__Exercise brief__. Which lines below contain the word "dark", with case counting? Find each one and copy it.

[Excerpts from bounding box data]
──────

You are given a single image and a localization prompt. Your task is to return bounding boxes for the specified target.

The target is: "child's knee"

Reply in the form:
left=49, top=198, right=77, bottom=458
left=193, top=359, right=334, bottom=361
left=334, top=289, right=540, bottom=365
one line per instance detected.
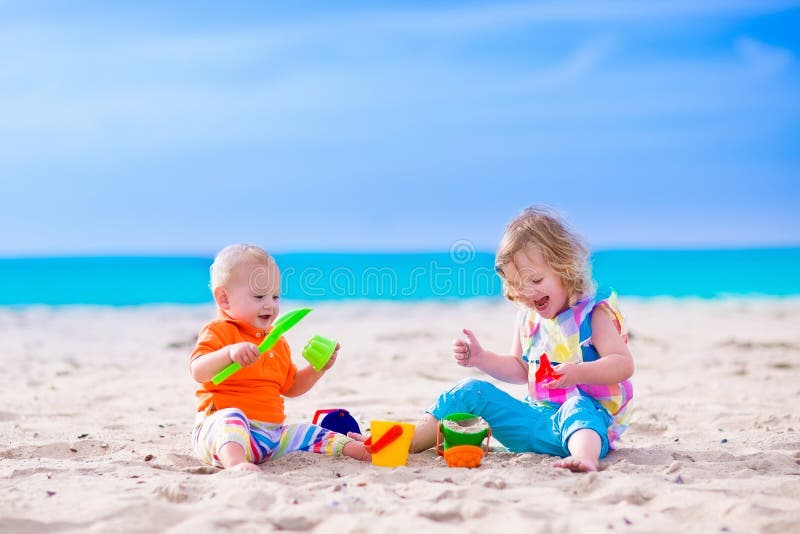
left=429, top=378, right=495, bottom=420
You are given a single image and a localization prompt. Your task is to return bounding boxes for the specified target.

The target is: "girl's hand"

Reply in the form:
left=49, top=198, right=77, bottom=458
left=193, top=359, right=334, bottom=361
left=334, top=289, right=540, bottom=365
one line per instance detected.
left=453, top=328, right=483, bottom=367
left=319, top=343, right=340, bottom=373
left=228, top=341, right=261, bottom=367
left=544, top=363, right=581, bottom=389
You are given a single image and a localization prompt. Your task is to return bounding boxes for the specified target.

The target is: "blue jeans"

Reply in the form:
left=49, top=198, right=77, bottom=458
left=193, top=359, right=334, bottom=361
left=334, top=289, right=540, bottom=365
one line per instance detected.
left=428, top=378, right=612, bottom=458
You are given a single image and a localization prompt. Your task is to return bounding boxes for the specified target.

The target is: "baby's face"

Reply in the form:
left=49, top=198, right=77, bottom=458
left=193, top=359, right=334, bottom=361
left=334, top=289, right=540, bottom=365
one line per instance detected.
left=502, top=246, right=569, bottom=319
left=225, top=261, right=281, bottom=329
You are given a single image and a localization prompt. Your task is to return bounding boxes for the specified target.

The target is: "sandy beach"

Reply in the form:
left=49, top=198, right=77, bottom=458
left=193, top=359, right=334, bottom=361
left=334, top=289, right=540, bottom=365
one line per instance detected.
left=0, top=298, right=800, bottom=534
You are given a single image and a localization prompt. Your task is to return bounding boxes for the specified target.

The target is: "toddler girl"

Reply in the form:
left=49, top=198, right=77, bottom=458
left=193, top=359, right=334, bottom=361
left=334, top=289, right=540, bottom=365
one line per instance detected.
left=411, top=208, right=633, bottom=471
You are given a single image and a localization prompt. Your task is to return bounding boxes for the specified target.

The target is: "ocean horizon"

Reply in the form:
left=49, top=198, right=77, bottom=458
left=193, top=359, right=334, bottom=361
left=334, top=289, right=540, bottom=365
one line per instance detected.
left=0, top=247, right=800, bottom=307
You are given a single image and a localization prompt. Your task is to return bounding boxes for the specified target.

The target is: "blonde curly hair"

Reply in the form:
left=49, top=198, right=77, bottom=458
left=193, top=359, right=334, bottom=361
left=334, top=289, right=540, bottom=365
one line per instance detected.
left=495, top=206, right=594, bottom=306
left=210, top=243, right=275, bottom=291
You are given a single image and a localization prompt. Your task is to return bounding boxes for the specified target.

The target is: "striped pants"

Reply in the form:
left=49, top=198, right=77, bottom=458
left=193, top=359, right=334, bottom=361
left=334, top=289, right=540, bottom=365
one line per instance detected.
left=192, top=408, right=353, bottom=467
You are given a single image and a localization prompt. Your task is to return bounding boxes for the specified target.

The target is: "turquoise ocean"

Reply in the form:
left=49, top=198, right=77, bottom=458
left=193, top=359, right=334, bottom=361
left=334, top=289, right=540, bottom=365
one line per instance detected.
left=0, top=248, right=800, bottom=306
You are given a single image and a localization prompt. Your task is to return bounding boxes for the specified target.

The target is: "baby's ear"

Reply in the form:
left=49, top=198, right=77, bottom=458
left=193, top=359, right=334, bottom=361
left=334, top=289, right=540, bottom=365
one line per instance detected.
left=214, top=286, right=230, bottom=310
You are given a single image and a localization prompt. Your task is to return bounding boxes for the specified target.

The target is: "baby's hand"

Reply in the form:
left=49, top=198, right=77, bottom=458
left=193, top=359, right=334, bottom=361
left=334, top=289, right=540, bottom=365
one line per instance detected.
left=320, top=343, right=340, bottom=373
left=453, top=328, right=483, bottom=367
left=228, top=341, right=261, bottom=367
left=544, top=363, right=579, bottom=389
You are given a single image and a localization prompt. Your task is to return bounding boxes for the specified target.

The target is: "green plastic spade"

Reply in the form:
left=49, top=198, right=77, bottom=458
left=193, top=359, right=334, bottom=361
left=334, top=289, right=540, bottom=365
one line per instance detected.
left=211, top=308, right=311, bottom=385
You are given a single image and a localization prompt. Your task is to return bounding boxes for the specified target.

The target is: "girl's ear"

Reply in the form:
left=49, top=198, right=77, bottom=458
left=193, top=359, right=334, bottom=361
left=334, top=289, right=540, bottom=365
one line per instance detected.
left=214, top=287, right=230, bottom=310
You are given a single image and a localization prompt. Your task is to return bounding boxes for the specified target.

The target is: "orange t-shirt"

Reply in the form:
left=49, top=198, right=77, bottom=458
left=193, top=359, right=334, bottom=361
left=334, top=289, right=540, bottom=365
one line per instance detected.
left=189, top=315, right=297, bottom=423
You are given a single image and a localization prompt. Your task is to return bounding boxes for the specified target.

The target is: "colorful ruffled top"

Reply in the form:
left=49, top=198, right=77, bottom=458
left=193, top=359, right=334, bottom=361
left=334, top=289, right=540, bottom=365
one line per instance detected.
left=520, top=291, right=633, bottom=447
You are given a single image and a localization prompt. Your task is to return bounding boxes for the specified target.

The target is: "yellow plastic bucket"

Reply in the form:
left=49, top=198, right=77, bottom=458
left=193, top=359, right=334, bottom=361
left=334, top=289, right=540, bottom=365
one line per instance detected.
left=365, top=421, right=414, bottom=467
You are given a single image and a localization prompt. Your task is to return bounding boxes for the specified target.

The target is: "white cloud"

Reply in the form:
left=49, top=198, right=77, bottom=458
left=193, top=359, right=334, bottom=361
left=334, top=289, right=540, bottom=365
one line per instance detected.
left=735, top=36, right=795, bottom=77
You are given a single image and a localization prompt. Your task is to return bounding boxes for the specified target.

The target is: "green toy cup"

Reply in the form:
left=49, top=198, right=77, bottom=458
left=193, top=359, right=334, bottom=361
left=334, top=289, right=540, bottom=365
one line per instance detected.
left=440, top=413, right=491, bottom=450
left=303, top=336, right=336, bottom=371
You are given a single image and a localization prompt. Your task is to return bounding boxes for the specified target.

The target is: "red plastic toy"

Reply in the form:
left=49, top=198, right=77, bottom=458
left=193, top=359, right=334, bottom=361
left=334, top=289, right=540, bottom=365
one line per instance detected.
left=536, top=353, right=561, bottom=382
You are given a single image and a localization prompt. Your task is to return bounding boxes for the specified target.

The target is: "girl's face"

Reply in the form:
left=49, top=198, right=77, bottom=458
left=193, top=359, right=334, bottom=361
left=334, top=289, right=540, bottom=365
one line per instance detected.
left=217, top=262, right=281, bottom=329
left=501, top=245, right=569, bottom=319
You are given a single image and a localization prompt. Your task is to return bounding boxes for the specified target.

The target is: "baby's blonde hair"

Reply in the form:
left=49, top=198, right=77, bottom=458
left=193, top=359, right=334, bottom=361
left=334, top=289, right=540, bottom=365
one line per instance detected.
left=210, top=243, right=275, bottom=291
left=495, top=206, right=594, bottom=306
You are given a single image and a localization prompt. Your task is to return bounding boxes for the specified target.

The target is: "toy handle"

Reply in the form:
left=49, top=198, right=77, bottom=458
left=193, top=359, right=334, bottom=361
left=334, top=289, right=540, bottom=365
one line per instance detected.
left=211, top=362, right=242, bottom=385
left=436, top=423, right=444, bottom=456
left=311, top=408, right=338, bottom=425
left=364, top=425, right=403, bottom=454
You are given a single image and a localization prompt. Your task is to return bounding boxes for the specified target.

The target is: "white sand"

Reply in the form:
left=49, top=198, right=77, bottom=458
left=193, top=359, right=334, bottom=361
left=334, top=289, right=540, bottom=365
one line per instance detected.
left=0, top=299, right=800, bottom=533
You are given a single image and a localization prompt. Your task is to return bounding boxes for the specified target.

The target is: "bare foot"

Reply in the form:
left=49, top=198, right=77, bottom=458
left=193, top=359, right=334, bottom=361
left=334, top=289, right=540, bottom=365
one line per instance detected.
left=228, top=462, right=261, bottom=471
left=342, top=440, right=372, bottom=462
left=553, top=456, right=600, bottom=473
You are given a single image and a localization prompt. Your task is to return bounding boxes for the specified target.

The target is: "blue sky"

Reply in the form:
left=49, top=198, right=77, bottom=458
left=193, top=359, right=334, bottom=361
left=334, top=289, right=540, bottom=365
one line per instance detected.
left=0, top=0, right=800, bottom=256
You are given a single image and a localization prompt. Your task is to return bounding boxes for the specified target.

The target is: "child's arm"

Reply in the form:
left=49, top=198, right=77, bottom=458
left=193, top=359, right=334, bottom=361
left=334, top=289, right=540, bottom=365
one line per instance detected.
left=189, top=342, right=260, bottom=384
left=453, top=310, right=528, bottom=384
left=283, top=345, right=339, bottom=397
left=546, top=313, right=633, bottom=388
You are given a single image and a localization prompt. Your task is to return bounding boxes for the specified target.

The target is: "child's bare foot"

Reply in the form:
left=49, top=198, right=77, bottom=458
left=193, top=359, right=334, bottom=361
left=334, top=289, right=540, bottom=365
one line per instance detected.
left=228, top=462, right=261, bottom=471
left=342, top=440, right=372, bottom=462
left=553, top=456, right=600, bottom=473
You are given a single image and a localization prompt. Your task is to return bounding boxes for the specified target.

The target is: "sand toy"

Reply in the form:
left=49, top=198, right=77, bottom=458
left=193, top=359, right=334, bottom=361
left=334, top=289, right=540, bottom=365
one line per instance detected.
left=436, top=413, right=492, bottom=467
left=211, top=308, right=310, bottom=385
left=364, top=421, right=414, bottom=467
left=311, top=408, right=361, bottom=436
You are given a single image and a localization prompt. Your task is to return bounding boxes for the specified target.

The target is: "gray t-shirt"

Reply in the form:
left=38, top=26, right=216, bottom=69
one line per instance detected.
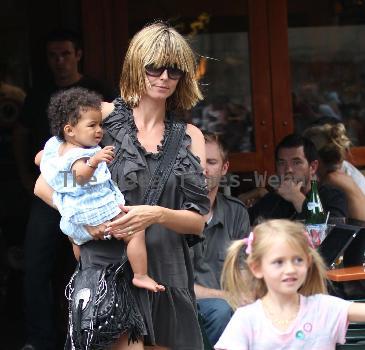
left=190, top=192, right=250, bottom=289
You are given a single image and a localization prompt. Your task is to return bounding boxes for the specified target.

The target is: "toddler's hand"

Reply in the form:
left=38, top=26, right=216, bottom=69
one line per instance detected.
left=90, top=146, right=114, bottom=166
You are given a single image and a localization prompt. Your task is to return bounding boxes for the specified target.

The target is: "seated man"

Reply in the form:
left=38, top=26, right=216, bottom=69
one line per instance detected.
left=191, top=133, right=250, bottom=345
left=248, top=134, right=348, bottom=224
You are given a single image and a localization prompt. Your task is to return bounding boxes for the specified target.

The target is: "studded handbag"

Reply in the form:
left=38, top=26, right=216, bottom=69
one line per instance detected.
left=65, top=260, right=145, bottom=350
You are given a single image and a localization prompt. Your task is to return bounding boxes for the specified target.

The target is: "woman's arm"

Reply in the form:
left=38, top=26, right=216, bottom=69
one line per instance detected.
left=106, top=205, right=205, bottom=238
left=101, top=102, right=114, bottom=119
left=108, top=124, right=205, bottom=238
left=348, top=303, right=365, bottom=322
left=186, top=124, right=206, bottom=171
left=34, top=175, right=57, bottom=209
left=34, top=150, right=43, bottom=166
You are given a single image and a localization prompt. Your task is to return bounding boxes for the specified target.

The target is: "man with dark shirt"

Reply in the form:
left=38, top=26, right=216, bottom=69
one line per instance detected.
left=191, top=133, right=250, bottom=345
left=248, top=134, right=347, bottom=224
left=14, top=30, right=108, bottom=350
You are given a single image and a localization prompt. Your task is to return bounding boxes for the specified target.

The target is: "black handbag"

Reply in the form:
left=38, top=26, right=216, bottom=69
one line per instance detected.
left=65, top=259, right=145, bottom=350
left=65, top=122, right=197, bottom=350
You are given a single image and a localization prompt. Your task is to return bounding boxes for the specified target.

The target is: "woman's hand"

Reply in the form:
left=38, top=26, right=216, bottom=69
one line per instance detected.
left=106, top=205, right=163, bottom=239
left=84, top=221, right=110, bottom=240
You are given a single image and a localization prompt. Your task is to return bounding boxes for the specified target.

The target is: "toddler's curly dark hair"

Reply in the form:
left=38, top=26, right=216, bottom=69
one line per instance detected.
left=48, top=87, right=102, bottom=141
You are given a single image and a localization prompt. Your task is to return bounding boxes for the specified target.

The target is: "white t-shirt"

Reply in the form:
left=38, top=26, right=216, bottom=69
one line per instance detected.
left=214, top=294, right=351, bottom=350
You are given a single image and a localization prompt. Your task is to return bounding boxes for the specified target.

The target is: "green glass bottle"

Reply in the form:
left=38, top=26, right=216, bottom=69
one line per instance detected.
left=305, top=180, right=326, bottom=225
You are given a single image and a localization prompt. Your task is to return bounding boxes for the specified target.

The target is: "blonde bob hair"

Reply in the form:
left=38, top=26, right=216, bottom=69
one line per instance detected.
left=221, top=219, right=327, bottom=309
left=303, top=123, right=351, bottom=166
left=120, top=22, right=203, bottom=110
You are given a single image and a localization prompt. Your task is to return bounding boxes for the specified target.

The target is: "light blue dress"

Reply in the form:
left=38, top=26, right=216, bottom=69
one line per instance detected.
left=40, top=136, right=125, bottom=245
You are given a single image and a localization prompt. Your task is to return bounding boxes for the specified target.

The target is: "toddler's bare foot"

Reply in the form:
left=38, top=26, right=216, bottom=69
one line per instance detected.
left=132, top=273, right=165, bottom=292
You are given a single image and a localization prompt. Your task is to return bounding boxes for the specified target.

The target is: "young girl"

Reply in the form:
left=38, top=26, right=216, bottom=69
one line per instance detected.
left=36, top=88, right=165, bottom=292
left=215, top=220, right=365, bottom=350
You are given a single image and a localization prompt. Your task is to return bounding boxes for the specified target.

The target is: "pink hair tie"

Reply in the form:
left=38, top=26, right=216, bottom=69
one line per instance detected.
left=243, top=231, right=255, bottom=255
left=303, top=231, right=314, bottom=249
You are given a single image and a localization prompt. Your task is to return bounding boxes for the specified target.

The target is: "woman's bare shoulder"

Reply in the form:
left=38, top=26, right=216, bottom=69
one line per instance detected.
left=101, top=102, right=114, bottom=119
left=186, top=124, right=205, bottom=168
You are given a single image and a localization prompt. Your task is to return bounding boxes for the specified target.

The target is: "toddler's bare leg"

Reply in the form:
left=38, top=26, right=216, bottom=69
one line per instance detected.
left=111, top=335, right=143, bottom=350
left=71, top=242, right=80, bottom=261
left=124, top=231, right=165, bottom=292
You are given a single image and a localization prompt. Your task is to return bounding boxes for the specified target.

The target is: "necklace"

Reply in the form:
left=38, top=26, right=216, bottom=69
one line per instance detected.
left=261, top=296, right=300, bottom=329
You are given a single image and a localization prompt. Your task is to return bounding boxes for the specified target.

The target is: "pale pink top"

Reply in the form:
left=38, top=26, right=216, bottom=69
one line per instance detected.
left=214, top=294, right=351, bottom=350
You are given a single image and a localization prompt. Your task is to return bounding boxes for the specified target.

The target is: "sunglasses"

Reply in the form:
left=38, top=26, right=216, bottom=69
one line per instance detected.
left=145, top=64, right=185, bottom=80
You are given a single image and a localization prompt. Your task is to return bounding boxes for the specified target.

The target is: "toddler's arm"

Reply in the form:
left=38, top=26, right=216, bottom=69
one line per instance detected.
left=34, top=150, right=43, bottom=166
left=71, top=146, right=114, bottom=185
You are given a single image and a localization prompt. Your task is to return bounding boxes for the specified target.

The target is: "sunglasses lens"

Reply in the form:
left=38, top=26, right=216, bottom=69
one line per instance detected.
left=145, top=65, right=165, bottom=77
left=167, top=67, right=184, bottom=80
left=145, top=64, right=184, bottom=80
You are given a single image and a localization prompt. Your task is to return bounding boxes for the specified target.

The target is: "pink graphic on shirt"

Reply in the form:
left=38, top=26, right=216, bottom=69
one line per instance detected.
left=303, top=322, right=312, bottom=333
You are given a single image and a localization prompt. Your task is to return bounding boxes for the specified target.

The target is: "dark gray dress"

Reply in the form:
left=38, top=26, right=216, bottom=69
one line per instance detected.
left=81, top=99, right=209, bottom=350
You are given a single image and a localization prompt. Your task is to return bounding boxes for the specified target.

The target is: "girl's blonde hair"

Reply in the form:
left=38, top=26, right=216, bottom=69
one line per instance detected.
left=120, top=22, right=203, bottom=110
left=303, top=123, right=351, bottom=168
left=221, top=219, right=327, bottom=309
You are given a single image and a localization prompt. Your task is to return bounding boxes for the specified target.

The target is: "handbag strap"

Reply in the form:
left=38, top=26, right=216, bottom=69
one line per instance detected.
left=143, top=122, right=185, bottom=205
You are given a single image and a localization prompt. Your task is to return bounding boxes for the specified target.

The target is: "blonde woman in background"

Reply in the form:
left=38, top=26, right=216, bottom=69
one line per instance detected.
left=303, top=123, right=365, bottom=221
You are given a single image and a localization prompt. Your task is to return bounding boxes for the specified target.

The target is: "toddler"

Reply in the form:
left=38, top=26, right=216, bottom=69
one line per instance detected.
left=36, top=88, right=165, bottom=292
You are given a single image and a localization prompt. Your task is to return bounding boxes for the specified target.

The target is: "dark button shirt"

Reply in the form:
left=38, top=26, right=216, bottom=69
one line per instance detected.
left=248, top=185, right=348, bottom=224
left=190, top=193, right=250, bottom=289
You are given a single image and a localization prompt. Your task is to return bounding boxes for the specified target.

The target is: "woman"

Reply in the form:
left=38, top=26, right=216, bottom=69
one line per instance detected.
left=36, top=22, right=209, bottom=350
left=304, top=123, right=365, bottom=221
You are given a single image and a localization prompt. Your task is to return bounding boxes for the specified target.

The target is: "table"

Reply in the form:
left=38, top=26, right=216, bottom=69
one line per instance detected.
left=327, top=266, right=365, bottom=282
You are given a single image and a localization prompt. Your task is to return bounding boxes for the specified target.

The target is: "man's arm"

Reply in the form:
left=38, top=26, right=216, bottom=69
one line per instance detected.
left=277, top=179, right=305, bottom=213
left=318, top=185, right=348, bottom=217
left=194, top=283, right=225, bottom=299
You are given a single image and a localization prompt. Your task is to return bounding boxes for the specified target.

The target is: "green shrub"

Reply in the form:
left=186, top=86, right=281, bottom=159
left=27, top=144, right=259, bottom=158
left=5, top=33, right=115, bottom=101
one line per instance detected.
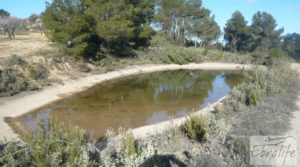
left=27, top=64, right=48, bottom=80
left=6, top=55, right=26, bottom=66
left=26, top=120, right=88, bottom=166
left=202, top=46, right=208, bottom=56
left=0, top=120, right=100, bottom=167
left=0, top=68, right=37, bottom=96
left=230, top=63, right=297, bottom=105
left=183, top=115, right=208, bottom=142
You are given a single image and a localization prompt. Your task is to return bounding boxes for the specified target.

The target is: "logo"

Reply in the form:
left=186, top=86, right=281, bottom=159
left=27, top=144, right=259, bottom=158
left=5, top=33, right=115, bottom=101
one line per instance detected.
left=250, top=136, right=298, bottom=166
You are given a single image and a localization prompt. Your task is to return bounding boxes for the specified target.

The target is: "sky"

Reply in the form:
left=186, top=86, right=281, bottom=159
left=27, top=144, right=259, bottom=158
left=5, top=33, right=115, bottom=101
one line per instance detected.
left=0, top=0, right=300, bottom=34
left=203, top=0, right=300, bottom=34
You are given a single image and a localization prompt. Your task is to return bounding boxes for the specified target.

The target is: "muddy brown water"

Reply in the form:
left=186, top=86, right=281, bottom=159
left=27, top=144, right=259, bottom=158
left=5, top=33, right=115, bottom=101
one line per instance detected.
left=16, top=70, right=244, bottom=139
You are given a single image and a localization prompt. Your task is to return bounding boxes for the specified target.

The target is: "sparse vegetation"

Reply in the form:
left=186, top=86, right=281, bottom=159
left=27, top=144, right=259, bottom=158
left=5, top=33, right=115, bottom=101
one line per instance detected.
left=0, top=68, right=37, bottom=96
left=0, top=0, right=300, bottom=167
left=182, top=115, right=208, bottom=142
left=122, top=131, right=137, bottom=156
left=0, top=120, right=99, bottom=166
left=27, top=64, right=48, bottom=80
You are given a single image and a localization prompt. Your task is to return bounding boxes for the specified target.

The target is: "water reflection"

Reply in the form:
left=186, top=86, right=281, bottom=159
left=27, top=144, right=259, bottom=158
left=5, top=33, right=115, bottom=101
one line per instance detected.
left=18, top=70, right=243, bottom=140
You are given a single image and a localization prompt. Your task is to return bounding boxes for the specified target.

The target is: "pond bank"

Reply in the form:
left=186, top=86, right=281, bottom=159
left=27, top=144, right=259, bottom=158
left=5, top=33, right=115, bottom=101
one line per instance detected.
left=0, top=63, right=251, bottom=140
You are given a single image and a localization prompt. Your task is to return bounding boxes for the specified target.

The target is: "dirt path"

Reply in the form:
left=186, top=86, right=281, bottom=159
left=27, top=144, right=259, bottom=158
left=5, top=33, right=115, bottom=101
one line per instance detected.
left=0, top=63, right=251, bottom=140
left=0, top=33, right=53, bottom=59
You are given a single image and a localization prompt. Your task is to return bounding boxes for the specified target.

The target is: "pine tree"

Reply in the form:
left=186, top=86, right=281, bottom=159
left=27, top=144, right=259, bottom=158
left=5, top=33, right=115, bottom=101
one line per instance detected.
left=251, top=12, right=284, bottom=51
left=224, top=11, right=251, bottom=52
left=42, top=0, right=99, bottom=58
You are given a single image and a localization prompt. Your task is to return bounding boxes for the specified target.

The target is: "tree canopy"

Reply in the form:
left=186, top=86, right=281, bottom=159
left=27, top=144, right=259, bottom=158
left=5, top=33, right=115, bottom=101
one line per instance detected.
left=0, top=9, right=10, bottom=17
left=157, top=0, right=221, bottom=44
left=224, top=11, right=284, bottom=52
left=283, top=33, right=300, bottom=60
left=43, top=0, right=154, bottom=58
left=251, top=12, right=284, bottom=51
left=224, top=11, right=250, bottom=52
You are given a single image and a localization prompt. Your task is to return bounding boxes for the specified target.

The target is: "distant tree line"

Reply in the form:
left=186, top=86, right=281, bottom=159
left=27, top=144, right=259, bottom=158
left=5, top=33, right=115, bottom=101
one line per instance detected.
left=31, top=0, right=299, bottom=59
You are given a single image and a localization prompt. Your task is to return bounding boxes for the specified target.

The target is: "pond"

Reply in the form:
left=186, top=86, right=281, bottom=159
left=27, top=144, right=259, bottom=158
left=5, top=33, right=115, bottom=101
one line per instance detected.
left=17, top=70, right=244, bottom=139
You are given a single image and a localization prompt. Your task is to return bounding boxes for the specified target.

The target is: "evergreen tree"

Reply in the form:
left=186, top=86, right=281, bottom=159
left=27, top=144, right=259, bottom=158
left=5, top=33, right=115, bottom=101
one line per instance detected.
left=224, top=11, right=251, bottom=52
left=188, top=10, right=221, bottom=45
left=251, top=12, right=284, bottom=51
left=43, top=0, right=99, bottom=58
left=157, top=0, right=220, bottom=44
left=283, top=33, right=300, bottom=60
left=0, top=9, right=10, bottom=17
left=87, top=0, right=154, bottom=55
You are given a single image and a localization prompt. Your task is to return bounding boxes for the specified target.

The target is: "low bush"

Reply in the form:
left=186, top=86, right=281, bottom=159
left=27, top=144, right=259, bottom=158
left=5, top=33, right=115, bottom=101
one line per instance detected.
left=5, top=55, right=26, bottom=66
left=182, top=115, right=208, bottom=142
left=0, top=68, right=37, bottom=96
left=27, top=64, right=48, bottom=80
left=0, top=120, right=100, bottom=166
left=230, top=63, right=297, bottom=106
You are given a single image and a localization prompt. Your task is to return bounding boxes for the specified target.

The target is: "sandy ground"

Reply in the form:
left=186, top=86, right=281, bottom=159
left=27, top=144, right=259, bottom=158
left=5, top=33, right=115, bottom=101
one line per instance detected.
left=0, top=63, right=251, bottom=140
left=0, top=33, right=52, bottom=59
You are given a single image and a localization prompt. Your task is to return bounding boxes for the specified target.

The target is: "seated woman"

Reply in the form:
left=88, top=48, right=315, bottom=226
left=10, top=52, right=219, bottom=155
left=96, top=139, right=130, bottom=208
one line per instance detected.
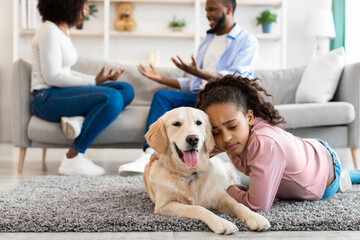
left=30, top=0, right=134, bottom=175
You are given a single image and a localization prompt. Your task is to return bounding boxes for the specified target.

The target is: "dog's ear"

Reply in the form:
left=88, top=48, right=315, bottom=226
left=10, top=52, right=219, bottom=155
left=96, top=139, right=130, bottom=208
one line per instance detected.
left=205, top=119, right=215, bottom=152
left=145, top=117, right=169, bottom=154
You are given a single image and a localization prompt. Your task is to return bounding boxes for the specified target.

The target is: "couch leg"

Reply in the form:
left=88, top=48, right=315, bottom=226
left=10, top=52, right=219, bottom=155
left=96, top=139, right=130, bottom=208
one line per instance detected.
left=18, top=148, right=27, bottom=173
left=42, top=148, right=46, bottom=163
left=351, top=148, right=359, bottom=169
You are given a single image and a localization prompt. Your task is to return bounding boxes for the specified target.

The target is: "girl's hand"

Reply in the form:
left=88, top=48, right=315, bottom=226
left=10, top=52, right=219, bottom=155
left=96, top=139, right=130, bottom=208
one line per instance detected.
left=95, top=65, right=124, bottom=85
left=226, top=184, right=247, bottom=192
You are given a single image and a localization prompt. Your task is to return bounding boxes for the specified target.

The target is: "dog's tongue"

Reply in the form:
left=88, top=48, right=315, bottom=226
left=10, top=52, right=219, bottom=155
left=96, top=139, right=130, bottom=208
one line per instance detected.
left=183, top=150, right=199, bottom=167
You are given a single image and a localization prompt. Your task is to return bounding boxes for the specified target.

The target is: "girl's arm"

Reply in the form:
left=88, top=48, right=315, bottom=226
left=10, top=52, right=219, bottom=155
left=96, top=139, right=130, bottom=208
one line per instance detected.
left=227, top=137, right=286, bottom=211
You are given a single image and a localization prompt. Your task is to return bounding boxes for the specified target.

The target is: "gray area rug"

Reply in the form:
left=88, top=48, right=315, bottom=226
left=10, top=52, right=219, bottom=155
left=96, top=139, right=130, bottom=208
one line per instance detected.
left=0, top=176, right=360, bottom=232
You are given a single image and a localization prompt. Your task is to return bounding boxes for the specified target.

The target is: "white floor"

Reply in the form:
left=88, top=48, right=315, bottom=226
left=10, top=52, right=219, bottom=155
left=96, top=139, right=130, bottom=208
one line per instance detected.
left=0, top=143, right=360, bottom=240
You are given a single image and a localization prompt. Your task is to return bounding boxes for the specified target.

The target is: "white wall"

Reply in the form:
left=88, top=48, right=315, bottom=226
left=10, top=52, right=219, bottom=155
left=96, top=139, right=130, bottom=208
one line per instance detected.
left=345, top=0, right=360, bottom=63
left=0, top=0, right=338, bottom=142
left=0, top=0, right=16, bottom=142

──────

__Written response__.
The target is: "man with dark shirt"
The target is: "toddler's curly dark hair"
The target is: "dark gray dress"
The target is: "dark button shirt"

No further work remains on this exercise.